_Vorliegender Text_.
Kommentar zu Bundesrat Cassis: Solist und Maulheld

Nr. 25 –

Der Amtsführung von Ignazio Cassis scheint eine Mischung aus Ungeschick und Überzeugung zugrunde zu liegen.

Vor fast einem Jahr sass Ignazio Cassis auf einer Terrasse mit Blick über den Luganersee und erzählte der WOZ von seinem Weg nach oben: davon, wie er als Medizinstudent gelernt habe, sich den immensen Lernstoff einzuverleiben. Cassis sagte damals, er gehe seit seiner Studienzeit alle neuen Aufgaben mit derselben Methode, demselben Fleiss an. Er trat schon als Bundesratskandidat so auf, wie ihn heute alle beschreiben: sehr freundlich, aber wenig inspirierend. Ein Beamtentyp, der sich mit viel Eifer und einigem Opportunismus zum Kronfavoriten der Wirtschaftspartei gemausert hatte (siehe WOZ Nr. 31/2017 ).

Heute kann man sagen: Ignazio Cassis wäre besser geblieben, was er war, bevor es ihn zum Aussenminister hochspülte: ein netter Tessiner Kantonsarzt.

Erst seit wenigen Monaten ist der FDPler im Amt, und schon liefert er mehr Gesprächsstoff als alle seine BundesratskollegInnen zusammen. Angefangen hat die Misere mit Cassis’ äusserst ungeschicktem Beitritt zur Schweizer Waffenlobbyorganisation Pro Tell kurz vor seinem Amtsantritt, den er nach Protesten wieder rückgängig machte. In den letzten Wochen folgte eine Kaskade fragwürdiger Handlungen: Erst musste der Restbundesrat Cassis nach seiner eigenmächtigen Kritik am Uno-Hilfswerk für Palästinaflüchtlinge (UNRWA) zurückpfeifen und klarstellen, dass sich die offizielle Linie der Schweiz im Nahostkonflikt nicht geändert habe.

Es folgte das viel zitierte Radiointerview zu den Verhandlungen über ein Rahmenabkommen mit der EU, in dem Aussenminister Cassis mit einem Satz die flankierenden Massnahmen als rote Linie der Schweiz preisgab. Auch hier krebste er später wieder zurück, doch dieser Wankelmut macht die Sache keinesfalls besser.

_Gezeigtes Material_.

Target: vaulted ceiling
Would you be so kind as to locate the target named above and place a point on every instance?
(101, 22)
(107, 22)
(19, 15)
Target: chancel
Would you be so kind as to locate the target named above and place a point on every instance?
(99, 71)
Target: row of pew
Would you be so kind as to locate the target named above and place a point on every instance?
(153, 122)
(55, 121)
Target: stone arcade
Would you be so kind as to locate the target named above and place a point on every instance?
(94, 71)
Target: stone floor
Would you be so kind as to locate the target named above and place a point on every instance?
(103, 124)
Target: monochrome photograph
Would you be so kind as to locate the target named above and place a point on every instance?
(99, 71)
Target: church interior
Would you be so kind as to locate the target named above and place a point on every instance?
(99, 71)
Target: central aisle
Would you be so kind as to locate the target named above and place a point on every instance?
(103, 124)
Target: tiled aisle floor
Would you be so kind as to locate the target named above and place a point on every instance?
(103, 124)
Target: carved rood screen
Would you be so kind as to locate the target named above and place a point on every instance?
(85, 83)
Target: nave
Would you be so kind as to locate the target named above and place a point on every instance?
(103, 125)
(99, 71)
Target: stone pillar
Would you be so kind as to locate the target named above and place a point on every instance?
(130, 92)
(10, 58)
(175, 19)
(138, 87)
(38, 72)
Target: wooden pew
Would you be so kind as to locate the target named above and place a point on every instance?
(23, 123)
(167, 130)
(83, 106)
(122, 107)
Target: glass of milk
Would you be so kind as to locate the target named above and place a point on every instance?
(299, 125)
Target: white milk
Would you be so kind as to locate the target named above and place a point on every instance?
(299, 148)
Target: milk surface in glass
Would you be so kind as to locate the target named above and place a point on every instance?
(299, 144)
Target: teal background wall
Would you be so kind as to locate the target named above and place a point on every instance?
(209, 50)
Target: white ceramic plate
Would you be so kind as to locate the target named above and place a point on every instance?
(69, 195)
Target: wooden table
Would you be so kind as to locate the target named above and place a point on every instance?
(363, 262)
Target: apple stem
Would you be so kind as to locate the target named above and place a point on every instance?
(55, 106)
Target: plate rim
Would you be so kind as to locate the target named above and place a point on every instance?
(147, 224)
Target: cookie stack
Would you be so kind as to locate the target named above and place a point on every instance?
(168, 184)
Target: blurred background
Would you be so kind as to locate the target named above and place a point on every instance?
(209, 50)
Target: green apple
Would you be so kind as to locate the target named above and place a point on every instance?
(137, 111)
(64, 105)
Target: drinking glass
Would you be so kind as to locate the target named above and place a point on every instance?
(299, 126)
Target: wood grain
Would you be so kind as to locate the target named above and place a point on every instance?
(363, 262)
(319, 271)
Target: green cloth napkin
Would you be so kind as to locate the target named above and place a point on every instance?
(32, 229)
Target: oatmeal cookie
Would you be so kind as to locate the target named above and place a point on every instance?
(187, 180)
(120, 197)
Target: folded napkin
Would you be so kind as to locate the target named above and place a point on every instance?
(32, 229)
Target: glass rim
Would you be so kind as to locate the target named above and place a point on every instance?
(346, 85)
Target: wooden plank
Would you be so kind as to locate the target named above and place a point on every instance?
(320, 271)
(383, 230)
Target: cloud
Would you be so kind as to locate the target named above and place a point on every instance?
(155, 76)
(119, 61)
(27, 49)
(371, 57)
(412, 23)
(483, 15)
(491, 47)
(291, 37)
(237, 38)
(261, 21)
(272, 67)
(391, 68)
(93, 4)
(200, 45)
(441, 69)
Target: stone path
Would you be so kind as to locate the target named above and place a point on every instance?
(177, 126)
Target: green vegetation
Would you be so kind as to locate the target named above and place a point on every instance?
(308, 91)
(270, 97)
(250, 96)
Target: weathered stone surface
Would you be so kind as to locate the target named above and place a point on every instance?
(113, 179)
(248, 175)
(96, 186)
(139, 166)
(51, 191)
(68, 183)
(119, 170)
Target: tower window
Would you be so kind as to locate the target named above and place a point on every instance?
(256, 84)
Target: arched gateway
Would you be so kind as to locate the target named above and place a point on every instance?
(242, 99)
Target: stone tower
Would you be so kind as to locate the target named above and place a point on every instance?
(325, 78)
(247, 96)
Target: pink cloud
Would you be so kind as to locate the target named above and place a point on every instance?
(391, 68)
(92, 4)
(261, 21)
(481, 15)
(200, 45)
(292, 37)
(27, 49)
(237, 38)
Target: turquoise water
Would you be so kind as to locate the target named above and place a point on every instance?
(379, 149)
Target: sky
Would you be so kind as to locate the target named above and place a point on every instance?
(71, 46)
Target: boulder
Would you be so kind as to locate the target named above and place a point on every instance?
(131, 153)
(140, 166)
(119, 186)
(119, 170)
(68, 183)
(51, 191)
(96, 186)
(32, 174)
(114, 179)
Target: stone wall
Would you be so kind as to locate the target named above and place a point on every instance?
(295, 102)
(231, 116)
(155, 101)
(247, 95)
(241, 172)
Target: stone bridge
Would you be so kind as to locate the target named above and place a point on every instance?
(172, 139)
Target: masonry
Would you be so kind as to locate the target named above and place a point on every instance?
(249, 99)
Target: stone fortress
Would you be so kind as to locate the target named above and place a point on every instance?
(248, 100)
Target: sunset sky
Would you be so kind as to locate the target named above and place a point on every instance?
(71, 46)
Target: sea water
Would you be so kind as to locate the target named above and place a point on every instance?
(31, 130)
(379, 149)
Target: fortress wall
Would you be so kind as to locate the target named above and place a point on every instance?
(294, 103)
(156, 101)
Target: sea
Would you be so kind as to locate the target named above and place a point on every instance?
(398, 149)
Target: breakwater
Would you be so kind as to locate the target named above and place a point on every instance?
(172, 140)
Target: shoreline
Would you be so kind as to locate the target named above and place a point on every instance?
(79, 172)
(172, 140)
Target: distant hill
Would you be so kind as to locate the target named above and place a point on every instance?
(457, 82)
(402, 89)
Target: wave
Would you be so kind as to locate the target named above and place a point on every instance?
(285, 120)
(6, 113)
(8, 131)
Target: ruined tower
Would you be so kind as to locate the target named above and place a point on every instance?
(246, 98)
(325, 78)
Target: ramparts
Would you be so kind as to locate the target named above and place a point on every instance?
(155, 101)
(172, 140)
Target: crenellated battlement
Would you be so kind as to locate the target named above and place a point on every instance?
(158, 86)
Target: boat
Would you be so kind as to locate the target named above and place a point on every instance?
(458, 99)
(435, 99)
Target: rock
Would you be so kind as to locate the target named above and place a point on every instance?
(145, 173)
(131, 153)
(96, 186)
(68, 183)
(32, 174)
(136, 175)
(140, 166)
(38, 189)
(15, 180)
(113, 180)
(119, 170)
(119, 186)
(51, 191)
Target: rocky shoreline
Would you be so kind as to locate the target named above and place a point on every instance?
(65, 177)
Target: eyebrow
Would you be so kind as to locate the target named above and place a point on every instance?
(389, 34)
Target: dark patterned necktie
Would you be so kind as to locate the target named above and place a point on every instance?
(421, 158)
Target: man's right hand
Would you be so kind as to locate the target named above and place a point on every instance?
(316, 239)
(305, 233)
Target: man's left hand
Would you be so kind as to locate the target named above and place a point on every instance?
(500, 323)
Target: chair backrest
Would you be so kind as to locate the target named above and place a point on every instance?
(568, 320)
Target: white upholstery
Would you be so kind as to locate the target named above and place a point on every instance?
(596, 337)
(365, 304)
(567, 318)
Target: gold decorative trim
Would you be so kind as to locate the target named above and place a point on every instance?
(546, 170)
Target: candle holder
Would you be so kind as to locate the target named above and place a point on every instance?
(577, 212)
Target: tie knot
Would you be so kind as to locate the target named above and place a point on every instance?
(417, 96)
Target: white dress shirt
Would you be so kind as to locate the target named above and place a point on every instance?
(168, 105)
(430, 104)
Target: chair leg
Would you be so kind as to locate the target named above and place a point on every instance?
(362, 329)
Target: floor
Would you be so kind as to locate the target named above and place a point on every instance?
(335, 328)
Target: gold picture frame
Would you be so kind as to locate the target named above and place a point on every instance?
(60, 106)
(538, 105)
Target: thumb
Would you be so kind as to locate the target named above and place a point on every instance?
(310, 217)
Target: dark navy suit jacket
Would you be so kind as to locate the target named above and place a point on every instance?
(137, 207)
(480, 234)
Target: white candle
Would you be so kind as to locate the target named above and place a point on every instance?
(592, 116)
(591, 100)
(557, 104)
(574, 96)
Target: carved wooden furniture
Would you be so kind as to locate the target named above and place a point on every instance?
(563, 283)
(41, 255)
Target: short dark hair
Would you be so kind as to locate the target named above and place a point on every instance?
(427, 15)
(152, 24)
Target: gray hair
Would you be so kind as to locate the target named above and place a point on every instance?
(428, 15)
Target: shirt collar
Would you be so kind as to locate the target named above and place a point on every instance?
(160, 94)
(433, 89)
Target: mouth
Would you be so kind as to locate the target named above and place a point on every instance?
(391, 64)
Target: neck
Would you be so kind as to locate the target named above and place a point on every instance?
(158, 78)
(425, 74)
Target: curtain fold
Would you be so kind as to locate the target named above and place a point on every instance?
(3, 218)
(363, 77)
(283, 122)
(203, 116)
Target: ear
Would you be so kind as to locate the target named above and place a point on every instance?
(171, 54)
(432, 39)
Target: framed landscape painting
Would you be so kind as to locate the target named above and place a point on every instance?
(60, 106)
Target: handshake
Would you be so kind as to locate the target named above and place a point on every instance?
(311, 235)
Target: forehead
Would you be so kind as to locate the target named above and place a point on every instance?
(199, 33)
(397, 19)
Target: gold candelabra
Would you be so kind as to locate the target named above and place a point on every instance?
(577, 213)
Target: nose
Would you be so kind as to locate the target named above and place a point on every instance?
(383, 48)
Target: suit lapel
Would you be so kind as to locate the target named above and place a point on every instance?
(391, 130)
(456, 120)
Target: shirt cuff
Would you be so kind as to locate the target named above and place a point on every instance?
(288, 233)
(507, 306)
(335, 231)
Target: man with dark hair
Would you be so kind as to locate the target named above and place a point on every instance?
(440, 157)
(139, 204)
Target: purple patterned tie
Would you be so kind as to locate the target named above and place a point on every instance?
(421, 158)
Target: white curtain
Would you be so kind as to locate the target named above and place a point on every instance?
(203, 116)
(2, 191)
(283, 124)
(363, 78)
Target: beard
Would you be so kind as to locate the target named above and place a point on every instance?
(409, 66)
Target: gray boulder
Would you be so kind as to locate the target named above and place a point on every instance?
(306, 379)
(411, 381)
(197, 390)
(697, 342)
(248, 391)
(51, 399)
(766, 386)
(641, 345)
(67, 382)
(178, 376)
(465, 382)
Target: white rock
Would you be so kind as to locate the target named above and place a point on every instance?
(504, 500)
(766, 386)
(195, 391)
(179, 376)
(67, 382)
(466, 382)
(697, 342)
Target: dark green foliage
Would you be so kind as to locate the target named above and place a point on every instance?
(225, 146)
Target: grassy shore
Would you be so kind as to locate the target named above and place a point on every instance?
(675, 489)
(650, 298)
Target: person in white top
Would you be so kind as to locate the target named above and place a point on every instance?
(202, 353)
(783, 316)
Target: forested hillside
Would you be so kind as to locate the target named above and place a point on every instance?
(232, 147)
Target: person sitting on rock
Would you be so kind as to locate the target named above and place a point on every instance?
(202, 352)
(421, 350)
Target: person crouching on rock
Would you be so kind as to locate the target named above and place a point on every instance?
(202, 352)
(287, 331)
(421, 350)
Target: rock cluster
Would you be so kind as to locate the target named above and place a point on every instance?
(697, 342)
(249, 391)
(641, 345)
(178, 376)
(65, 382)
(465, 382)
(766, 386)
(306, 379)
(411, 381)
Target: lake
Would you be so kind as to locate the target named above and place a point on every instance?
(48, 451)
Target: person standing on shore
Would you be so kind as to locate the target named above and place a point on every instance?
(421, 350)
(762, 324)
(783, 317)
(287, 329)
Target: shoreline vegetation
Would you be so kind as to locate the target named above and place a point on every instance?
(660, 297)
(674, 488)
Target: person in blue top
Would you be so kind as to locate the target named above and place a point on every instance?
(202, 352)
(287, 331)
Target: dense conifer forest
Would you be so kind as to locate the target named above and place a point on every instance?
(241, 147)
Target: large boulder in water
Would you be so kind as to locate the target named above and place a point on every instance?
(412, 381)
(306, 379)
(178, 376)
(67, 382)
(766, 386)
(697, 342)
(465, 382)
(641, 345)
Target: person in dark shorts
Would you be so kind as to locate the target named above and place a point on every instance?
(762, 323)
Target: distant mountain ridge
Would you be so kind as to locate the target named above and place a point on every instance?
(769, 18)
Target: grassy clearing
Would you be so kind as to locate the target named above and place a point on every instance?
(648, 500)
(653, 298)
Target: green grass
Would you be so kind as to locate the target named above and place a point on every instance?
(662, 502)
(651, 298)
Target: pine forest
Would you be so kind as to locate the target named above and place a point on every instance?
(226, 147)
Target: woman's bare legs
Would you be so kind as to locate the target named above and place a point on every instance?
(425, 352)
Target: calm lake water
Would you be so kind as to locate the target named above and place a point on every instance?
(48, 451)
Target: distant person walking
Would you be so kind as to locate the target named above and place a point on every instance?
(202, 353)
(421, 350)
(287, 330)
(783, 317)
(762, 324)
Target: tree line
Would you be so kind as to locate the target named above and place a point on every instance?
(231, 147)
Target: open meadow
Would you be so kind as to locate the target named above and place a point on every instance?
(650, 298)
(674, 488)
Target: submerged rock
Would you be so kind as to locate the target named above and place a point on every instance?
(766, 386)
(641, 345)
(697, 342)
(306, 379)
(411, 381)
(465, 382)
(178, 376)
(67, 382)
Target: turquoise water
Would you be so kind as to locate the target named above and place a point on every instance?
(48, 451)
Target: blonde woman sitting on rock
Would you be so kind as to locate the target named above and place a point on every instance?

_Aufgaben_.
**A.** Welcher Organisation trat Cassis laut dem Kommentar über Ignazio Cassis kurz vor seinem Amtsantritt bei?
**B.** Setze den Kommentar über Ignazio Cassis nach seinem letzten Satz fort.
Die Daten stehen für sich und gehören nicht zum Kommentar über Ignazio Cassis.

_Deine Antworten_.
**A.** Der Schweizer Waffenlobbyorganisation Pro Tell.

**B.**
Die Frage, die sich nach den Aussetzern des Neubundesrats stellt, lautet: Passiert ihm das alles aus blossem Ungeschick – oder handelt er aus Überzeugung? Es drängt sich der Verdacht auf, dass die Amtsführung des Tessiners eine Mischung aus beidem ist. Cassis sei einfach eine etwas wankelmütige Marionette der Rechten, ist in diesen Tagen oft zu lesen. Bei dieser Analyse aber geht vergessen, dass viele seiner Entscheide durchaus seinen Überzeugungen entspringen: Die Stellungnahme zum UNRWA etwa ist kein reiner Lapsus: Cassis engagierte sich bereits als Parlamentarier in der israelfreundlichen (und palästinafeindlichen) Gruppe Schweiz-Israel.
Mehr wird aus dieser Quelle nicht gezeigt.